OBJETIVO A | En el texto sobre Mandela y Winnie, ¿en qué año regresó Winnie a su casa de Soweto?

TEXTO |

=====

A la nostalgia apasionada había que añadir el orgullo por los triunfos de Winnie, a medida que Mandela recibía informaciones sobre su creciente importancia política en el exterior. En Brandfort, donde vivía bajo constante vigilancia policial, Winnie se convirtió en una figura política de fama internacional, con frecuentes visitas de medios de comunicación y, en una ocasión especialmente sonada, del senador Edward Kennedy. Se convirtió en la imagen de Mandela, resucitó su nombre, se convirtió en su portavoz.
Su valor para el movimiento de liberación, como sabía muy bien Mandela desde la cárcel, se había hecho inmenso. Pero, como en el caso de Mandela, la imagen majestuosa que proyectaba ocultaba un tormento íntimo. En Brandfort -según han destacado varios colegas suyos del ANC- se rompió algo en su interior. Y, tras el regreso a su casa de Soweto, en 1985, perdió el control. Hasta Mandela llegaron noticias sobre el equipo de guardaespaldas de Winnie, lo que ella denominaba Mandela United Football Club.
La corte de la reina era más bien una mafia local. En el plazo de dos años, entre 1986 y 1988, el séquito de Winnie se vio involucrado, en total, en una docena de asesinatos y dos desapariciones. El suceso más famoso fue el asesinato de un activista de 12 años, Stompie Seipei.
Jack Swart, uno de los guardianes de Mandela, recuerda que a éste le "perturbó mucho" la historia de Stompie y que ordenó a Winnie y su hija Zindzi, ya una mujer adulta, que fueran a verle. "Podía oír cómo les gritaba -afirma Swart-. Después, cuando salieron, se veía claramente que habían estado llorando". Según Swart, a quien Mandela invitó a la fiesta de su 80º aniversario el año pasado, Winnie interrumpió sus visitas. Era 1989 y Mandela, que se encontraba en plenas negociaciones secretas con las autoridades, había sido trasladado a una casa dentro del recinto de una prisión cercana a Ciudad del Cabo. El Gobierno, que ya tenía previsto dejarle en libertad, autorizó a Winnie a ir a vivir con su marido si así lo deseaba. Pero ella se negó.

=====

REGISTROS |
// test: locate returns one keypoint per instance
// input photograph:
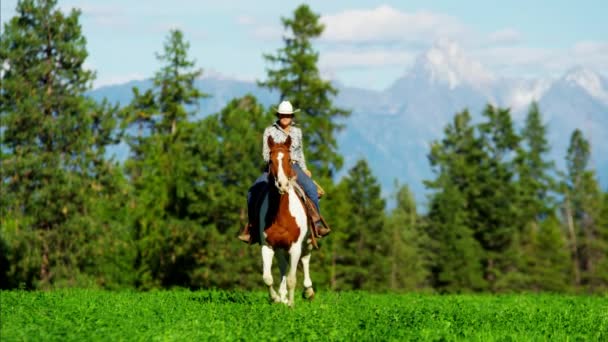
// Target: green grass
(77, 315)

=====

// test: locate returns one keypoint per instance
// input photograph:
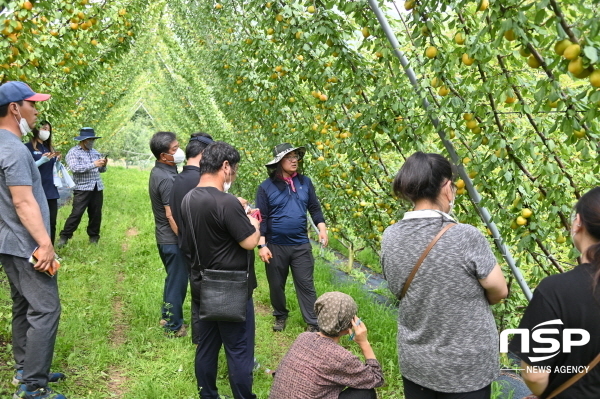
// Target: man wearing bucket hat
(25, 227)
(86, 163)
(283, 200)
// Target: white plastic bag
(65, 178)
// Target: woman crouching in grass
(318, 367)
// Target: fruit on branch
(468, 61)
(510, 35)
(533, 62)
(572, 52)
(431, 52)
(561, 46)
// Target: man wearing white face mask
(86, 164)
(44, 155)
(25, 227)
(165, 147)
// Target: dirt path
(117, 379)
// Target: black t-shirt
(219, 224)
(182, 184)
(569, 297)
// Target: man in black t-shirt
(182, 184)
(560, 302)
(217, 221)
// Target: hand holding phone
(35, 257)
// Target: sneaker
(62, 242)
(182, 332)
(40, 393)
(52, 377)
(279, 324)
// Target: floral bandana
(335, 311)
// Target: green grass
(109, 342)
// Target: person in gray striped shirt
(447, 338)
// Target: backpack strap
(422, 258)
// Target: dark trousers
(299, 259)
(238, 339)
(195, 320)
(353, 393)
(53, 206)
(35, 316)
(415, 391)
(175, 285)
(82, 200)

=====

OBJETIVO B | Localiza en los registros cada línea que contenga la palabra "white" y cópiala tal como aparece. Distingue entre mayúsculas y minúsculas.

SOLUCIÓN A | En 1985.

SOLUCIÓN B |
// Target: white plastic bag
// Target: man wearing white face mask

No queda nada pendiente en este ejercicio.